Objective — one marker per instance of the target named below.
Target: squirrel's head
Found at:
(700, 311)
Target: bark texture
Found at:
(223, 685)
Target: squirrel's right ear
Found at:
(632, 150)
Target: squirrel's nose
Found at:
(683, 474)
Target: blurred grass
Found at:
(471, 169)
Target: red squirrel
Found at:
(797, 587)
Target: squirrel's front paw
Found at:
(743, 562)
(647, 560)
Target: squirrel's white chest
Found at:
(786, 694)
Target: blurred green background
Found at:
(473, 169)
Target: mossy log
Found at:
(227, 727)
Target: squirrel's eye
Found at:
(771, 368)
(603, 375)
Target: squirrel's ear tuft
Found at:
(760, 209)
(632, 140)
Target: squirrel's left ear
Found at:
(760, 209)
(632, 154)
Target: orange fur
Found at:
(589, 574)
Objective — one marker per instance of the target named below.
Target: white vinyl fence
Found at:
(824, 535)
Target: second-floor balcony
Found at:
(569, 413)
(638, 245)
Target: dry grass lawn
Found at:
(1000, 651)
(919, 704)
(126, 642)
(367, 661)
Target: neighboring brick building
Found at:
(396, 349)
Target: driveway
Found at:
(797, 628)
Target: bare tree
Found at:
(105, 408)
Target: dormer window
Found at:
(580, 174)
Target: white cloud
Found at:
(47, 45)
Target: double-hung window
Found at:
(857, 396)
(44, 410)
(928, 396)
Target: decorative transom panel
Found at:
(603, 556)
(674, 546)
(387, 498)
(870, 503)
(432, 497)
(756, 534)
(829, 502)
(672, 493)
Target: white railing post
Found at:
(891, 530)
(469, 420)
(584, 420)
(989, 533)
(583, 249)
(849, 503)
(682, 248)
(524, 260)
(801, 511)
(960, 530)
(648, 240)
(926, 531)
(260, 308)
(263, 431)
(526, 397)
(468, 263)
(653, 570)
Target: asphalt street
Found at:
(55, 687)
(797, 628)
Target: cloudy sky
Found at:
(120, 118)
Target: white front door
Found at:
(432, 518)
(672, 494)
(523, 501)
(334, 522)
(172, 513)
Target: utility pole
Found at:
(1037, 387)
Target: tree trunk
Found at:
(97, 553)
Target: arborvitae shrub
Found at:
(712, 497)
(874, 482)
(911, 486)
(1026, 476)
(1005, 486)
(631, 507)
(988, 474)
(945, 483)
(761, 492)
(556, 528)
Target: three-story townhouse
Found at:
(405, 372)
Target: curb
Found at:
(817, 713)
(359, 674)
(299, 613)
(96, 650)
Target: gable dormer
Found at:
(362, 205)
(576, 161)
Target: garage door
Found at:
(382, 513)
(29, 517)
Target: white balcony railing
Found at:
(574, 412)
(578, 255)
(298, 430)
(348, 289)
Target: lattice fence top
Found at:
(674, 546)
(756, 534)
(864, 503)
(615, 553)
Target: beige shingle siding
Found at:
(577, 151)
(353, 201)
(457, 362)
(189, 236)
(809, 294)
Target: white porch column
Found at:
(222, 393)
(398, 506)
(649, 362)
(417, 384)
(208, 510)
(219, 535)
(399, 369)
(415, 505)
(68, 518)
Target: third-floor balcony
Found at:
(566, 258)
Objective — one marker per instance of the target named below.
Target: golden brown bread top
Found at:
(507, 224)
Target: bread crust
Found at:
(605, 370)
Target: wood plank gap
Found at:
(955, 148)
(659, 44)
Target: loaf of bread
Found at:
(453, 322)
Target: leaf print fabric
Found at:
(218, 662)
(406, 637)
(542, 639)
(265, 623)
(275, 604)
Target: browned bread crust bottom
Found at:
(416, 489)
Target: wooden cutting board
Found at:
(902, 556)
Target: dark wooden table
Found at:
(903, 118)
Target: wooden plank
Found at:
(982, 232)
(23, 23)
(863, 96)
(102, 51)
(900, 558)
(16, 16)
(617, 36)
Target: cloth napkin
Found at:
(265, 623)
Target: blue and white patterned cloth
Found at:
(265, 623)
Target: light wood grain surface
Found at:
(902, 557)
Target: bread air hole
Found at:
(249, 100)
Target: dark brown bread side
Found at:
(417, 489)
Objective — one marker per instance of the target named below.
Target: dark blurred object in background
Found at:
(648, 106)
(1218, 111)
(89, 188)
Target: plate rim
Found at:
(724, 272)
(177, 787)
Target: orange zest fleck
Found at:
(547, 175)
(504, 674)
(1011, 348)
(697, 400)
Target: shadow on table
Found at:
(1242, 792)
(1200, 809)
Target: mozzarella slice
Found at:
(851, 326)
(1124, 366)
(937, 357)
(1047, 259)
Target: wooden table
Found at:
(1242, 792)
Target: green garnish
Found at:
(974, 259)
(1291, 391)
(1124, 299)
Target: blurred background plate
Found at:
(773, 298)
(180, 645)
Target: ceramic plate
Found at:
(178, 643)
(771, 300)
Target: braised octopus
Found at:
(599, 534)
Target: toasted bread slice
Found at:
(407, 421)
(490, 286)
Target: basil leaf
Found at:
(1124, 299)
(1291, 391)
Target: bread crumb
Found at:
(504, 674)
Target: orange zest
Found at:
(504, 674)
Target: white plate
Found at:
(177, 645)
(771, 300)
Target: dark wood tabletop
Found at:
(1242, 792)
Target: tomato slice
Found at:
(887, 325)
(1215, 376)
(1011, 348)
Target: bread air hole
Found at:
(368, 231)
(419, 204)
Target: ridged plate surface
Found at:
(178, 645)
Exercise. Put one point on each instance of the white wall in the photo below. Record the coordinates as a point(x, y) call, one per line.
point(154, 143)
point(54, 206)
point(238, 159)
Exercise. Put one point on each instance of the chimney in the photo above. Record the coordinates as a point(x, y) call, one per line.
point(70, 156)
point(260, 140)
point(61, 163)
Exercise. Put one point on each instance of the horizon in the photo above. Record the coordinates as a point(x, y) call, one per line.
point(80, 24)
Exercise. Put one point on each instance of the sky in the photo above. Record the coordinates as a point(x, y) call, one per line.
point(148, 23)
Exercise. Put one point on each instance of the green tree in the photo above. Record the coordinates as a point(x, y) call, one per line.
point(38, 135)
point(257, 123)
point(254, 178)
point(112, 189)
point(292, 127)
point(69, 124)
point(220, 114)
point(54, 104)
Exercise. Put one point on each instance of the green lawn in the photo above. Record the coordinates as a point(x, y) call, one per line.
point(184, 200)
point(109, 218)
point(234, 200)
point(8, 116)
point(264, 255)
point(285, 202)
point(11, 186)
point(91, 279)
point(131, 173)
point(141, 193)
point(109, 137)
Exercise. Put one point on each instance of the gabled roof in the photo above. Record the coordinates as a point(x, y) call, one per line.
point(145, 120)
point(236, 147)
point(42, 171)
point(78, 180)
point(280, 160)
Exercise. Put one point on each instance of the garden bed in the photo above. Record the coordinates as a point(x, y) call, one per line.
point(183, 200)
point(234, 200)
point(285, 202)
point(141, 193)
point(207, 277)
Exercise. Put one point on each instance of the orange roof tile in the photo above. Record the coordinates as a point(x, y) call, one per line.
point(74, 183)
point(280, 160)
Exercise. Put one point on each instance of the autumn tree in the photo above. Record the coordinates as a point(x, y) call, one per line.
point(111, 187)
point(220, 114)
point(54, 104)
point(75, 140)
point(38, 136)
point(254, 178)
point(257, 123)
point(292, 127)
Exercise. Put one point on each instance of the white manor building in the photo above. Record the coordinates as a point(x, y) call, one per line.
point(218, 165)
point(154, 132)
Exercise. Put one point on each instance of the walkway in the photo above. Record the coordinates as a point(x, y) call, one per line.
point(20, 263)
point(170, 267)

____

◆ Exercise ◆
Set down every record above exactly as given.

◆ Task answer ◆
Objective — one marker per instance of the target named below.
Target: squirrel's head
Found at:
(700, 311)
Target: bark texture
Found at:
(223, 685)
Target: squirrel's right ear
Found at:
(632, 150)
Target: squirrel's nose
Found at:
(683, 474)
Target: blurred grass
Found at:
(471, 169)
Target: red squirrel
Found at:
(797, 587)
Target: squirrel's front paw
Found at:
(743, 562)
(647, 560)
Target: squirrel's white chest
Found at:
(786, 694)
Target: blurred green background
Found at:
(473, 169)
Target: mossy log
Found at:
(227, 727)
Target: squirrel's eye
Found at:
(771, 368)
(603, 375)
Target: squirrel's ear tuft
Found at:
(760, 209)
(632, 140)
Target: squirrel's left ear
Found at:
(760, 209)
(632, 154)
Target: orange fur
Found at:
(589, 574)
Objective — one marker per instance of the target named below.
Target: white vinyl fence
Found at:
(824, 535)
Target: second-floor balcony
Found at:
(569, 413)
(638, 245)
Target: dry grass lawn
Found at:
(1000, 651)
(919, 704)
(126, 642)
(367, 661)
Target: neighboring brick building
Found at:
(396, 349)
Target: driveway
Found at:
(797, 628)
Target: bare tree
Found at:
(105, 408)
Target: dormer window
Found at:
(580, 174)
Target: white cloud
Found at:
(47, 45)
Target: double-hung window
Found at:
(857, 396)
(44, 410)
(928, 396)
Target: decorative transom panel
Found at:
(603, 556)
(674, 546)
(387, 498)
(870, 503)
(432, 497)
(756, 534)
(829, 502)
(672, 493)
Target: white railing post
Found at:
(891, 530)
(469, 420)
(584, 420)
(989, 533)
(583, 249)
(849, 503)
(682, 248)
(524, 260)
(801, 511)
(960, 530)
(648, 240)
(926, 531)
(260, 308)
(263, 431)
(526, 397)
(468, 263)
(653, 570)
Target: asphalt street
Found at:
(55, 687)
(797, 628)
Target: cloudy sky
Found at:
(120, 118)
Target: white front door
Found at:
(432, 518)
(672, 494)
(523, 501)
(334, 522)
(172, 513)
Target: utility pole
Found at:
(1037, 387)
Target: tree trunk
Found at:
(97, 553)
Target: arborvitae shrub
Found at:
(712, 497)
(874, 482)
(911, 486)
(1026, 476)
(1005, 486)
(631, 507)
(988, 474)
(945, 483)
(761, 492)
(556, 528)
Target: three-story townhouse
Found at:
(405, 372)
Target: curb
Found at:
(817, 713)
(359, 674)
(299, 613)
(96, 650)
Target: gable dormer
Found at:
(362, 205)
(576, 161)
Target: garage door
Found at:
(382, 513)
(29, 517)
Target: white balcony railing
Found at:
(574, 412)
(578, 255)
(298, 430)
(348, 289)
Target: lattice fence top
Found at:
(674, 546)
(756, 534)
(864, 503)
(615, 553)
Target: beige shingle siding
Found at:
(577, 151)
(353, 201)
(457, 362)
(189, 236)
(809, 294)
Target: white porch column
Found at:
(222, 393)
(398, 506)
(649, 362)
(417, 384)
(208, 510)
(219, 535)
(399, 369)
(415, 505)
(68, 518)
Target: third-floor balcony
Found at:
(566, 258)
Objective — one marker per instance of the target named below.
Target: golden brown bread top
Found at:
(507, 224)
Target: bread crust
Found at:
(605, 370)
Target: wood plank gap
Found at:
(955, 148)
(659, 44)
Target: loaf of bread
Found at:
(453, 322)
Target: leaf print fabric
Found at:
(218, 662)
(406, 637)
(542, 639)
(265, 623)
(275, 604)
Target: browned bread crust bottom
Found at:
(416, 489)
Target: wooden cutting board
Found at:
(902, 556)
Target: dark wooden table
Found at:
(903, 118)
Target: wooden plank
Found at:
(982, 232)
(23, 23)
(863, 96)
(102, 51)
(900, 558)
(16, 16)
(617, 36)
Target: cloth napkin
Found at:
(265, 623)
Target: blue and white patterned cloth
Found at:
(265, 623)
Target: light wood grain surface
Found at:
(902, 557)
Target: bread air hole
Found at:
(249, 100)
Target: dark brown bread side
Found at:
(417, 489)
Objective — one marker per instance of the target named below.
Target: dark blurred object in background
Found at:
(648, 106)
(1218, 111)
(89, 188)
Target: plate rim
Found at:
(724, 272)
(177, 787)
Target: orange zest fleck
Found at:
(547, 175)
(504, 674)
(1011, 348)
(697, 400)
Target: shadow on table
Found at:
(1242, 792)
(1200, 809)
Target: mozzarella slice
Found at:
(851, 326)
(1124, 366)
(937, 357)
(1047, 259)
Target: wooden table
Found at:
(1242, 792)
Target: green garnish
Found at:
(974, 259)
(1291, 391)
(1124, 299)
Target: blurred background plate
Found at:
(773, 298)
(180, 645)
Target: ceramic plate
Found at:
(178, 643)
(771, 300)
Target: braised octopus
Found at:
(599, 534)
Target: toasted bread slice
Found at:
(407, 421)
(490, 286)
Target: basil leaf
Found at:
(1124, 299)
(1291, 391)
Target: bread crumb
Found at:
(504, 674)
Target: orange zest
Found at:
(504, 674)
Target: white plate
Found at:
(177, 645)
(771, 300)
Target: dark wood tabletop
Found at:
(1242, 792)
Target: tomato slice
Found at:
(887, 325)
(1215, 376)
(1011, 348)
Target: bread air hole
Found at:
(368, 231)
(419, 204)
Target: ridged plate surface
Found at:
(178, 645)
Exercise. Put one point on each instance of the white wall in the photo below. Record the coordinates as a point(x, y) call, one per line.
point(154, 143)
point(54, 206)
point(238, 159)
Exercise. Put one point on each instance of the chimney in the photo above. Record the coordinates as a point(x, y) call, one per line.
point(70, 156)
point(260, 140)
point(61, 163)
Exercise. Put one point on each instance of the horizon in the photo above. Record the coordinates as a point(x, y) call, one per line.
point(80, 24)
Exercise. Put one point on each instance of the sky in the photo above. Record the coordinates as a point(x, y) call, one per line.
point(148, 23)
Exercise. Put one point on each instance of the green tree in the photo above. Record the coordinates as a point(x, y) call, one per line.
point(38, 135)
point(257, 123)
point(254, 178)
point(112, 189)
point(292, 127)
point(69, 124)
point(220, 114)
point(54, 104)
Exercise. Put one point on each instance of the green lawn in the photo above. Record the coordinates as a point(x, y) call, one per line.
point(184, 200)
point(109, 218)
point(234, 200)
point(8, 116)
point(264, 255)
point(285, 202)
point(11, 186)
point(91, 279)
point(131, 173)
point(141, 193)
point(109, 137)
Exercise. Put one point on each instance of the gabled roof in the photo above. Record the coordinates as a point(x, y) call, one per line.
point(145, 120)
point(236, 147)
point(42, 171)
point(78, 180)
point(280, 160)
Exercise. Put one point on each instance of the garden bed in the photo above. Record the coordinates as a point(x, y) call, one per line.
point(183, 200)
point(234, 200)
point(285, 202)
point(141, 193)
point(207, 277)
Exercise. Put one point on each instance of the orange roof tile in the photo above. Record the coordinates as a point(x, y) call, one per line.
point(74, 183)
point(280, 160)
Exercise. Put one point on each instance of the autumn tree in the photo above. Record the coordinates as a point(x, y) call, one per line.
point(111, 187)
point(220, 114)
point(54, 104)
point(75, 140)
point(38, 136)
point(254, 178)
point(257, 123)
point(292, 127)
Exercise. Put one point on each instance of the white manor building in the photo above. Record the coordinates as a point(x, y) call, one per line.
point(218, 165)
point(154, 132)
Exercise. Put one point on each instance of the walkway in the photo above. Record the coordinates as a point(x, y) call, one per line.
point(20, 263)
point(170, 267)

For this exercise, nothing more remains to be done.